(Page extract):

* * * *

The phone rings late afternoon: my girlfriend having just arrived. We meet and trudge uphill from Granada station, through the 15th century Gate of Pomegranates to this Alhambra citadel – ruddy stone towers, roses, oranges and myrtles – a garden-fortress built to house a Moorish army of 40,000.
Boabdil was born here, imprisoned in the Tower of Comares when just newly-married; by a paranoid father who once ordered the beheading of 36 knights in the Hall of the Abencerrajes, the red stains still shouting from fountain bases and flagstone floors. Boabdil escaped from his prison on a rope of his mother’s silken scarves.
Castellated battlements throw jagged shadows, the flags of Granada, Spain and Andalusia flapping in a late spring breeze; that of the European Union a reminder of Napoleon’s retreating army mining the place before leaving, this World Heritage wonder only saved by a Spaniard cutting the fuse to a French stash of gunpowder.
70km south lay a snow-capped mountain horizon, our destination Las Alpujarras – 80-ish oasis villages straddling streams in Sierra Nevada foothills – higgledy-piggledy, white-washed boxes in jumbles of stark, scoured canyons; groves of almonds, olives, oranges and lemons, terraced pastures and rambling orchards: cherry, chestnut, fig, and flowers wild.

* * * *

(Prompt A): Rewrite the records below with "pedestal" replaced by "plinth" and everything else unchanged. Leave the pictures out of your version.

(Given data):
* * * *

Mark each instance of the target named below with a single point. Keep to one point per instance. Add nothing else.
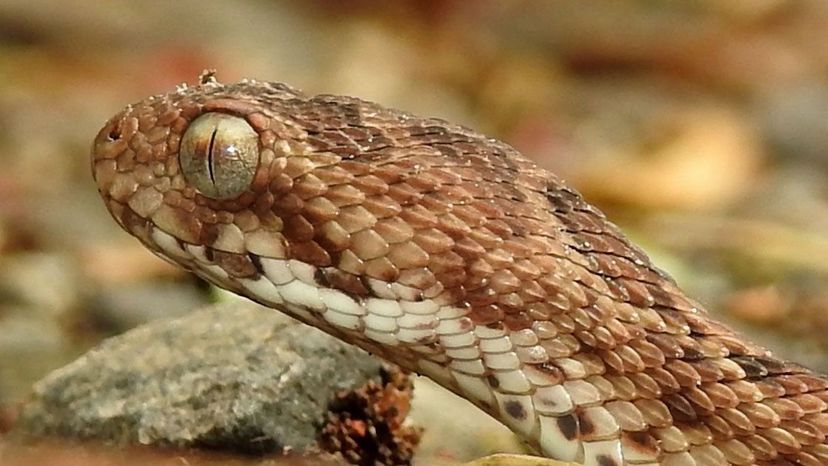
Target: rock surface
(234, 376)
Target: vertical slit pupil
(210, 159)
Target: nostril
(115, 132)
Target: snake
(452, 255)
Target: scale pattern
(452, 255)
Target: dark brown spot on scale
(586, 426)
(515, 409)
(320, 277)
(257, 262)
(569, 426)
(350, 284)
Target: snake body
(452, 255)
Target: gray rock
(235, 376)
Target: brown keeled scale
(369, 195)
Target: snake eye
(219, 154)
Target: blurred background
(700, 127)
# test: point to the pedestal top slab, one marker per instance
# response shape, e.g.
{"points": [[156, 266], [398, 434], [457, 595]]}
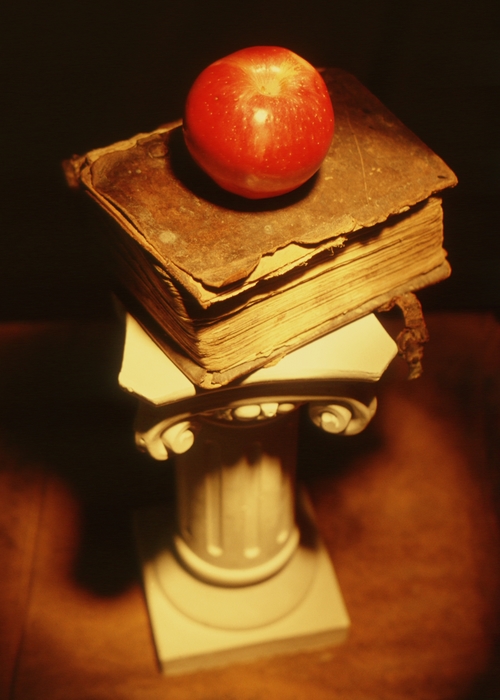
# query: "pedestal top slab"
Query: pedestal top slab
{"points": [[360, 351]]}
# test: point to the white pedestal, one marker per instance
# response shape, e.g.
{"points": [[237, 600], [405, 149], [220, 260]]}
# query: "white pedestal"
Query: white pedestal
{"points": [[316, 619], [239, 572]]}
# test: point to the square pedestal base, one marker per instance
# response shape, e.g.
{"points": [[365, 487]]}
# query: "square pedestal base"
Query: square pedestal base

* * * *

(Prompt B): In the Granada travel piece, how did Boabdil escape from his prison?

(Exercise output A):
Mark each instance of the target named below with a single point. Keep to one point per instance. Add nothing else.
Target: rock surface
(234, 376)
Target: vertical slit pupil
(210, 159)
Target: nostril
(115, 132)
Target: snake
(452, 255)
Target: scale pattern
(452, 255)
Target: dark brown spot on scale
(586, 426)
(515, 409)
(320, 277)
(257, 262)
(569, 426)
(350, 284)
Target: snake body
(452, 255)
Target: gray rock
(235, 376)
Target: brown keeled scale
(369, 195)
Target: snake eye
(219, 154)
Target: blurred background
(700, 127)
# test: point to the plinth top slab, one marker per instance
# response shape, e.g.
{"points": [[156, 266], [398, 434], [457, 595]]}
# query: "plinth top slab"
Query: plinth top slab
{"points": [[360, 351]]}
# test: point to the white plinth, one marker per instance
# response shape, e.g.
{"points": [[237, 600], [405, 149], [220, 260]]}
# query: "white plinth"
Query: white plinth
{"points": [[316, 619], [239, 572]]}
# test: point to the square plinth base, one marker per instance
# response shape, e.g.
{"points": [[365, 487]]}
# query: "square plinth base"
Query: square plinth base

(Exercise output B): He escaped on a rope made of his mother's silken scarves.